- [RECORDS]:
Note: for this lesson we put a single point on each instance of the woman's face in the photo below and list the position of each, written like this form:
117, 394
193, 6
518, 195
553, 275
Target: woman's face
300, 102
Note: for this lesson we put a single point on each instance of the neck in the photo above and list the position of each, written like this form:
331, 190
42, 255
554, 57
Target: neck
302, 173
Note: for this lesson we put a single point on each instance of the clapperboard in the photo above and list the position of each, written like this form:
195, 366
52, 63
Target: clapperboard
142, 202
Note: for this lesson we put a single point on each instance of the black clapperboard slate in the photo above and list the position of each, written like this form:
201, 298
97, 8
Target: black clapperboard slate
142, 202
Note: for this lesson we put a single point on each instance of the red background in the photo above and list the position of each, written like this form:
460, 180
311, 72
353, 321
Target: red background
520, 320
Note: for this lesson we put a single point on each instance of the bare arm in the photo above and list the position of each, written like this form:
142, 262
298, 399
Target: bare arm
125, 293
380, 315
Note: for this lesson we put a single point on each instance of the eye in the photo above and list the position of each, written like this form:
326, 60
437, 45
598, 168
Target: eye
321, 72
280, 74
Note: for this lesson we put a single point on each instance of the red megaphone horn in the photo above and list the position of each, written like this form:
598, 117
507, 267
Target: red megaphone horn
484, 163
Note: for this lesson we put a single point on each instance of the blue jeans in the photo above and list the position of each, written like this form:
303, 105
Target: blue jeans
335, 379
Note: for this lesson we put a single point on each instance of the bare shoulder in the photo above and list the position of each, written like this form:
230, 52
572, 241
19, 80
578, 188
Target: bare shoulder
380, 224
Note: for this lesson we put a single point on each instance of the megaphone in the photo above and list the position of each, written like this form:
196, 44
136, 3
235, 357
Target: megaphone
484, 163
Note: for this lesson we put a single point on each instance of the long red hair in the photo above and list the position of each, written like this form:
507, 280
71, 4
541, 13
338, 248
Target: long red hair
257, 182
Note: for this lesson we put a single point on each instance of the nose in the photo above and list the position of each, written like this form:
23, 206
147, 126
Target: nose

- [TASK DIRECTIONS]: Write the whole of the data out again exactly as it stands.

- [OUTPUT OF THE EXERCISE]:
Note: for this lesson we put a single point on each instance of the woman's face in the photo below and list the position of each, written like this form:
117, 394
193, 6
518, 195
553, 275
Target: woman's face
300, 102
Note: for this lesson we put a single point on each instance of the neck in the photo above and list the position of each, written like this form:
331, 190
42, 255
554, 57
Target: neck
302, 173
Note: for this lesson we put a single point on each instance of the clapperboard in the photo above and list the position of each, written like this form:
195, 366
52, 63
Target: clapperboard
142, 202
Note: for this lesson we put a single point on each instance of the black clapperboard slate in the photo above and list the position of each, written like this form:
201, 298
97, 8
Target: black clapperboard slate
142, 202
Note: for this lesson we put a single point on each instance of the red background in the photo above and list the position of each, written like this form:
460, 180
311, 72
353, 321
Target: red background
520, 320
Note: for this lesson we put a single point on each instance of the bare arm in the photo above and list the position of each, written like this form:
142, 262
298, 399
Target: bare arm
125, 293
380, 315
Note: for this lesson we put a single point on each instance of the eye in the photo above and list the position of each, written like this form:
326, 60
437, 45
598, 168
Target: eye
321, 72
280, 74
Note: for this lesson we put a single point on each instance of the red megaphone horn in the photo above and list the position of each, written like this form:
598, 117
507, 267
Target: red megaphone horn
484, 163
Note: for this lesson we put a single point on each instance of the blue jeans in the photo above and list the position of each, written like this form:
303, 105
Target: blue jeans
335, 379
Note: for this lesson we put a single point on each instance of the bare shoulder in the photo above and list the position of each, written like this form:
230, 52
572, 241
19, 80
578, 188
Target: bare shoulder
380, 224
Note: for this lesson we put a single point on each instance of the megaphone in the photo above and list the position of each, written like this form:
196, 44
136, 3
235, 357
Target: megaphone
484, 163
Note: for this lesson we put a single point on each instance of the long red hair in the photo above and list the position of each, written like this form:
507, 280
71, 4
541, 13
338, 248
Target: long red hair
257, 182
Note: for this lesson we put a single point on each instance of the nose in the photo above and list the position of each, written like this form:
23, 206
147, 126
Target: nose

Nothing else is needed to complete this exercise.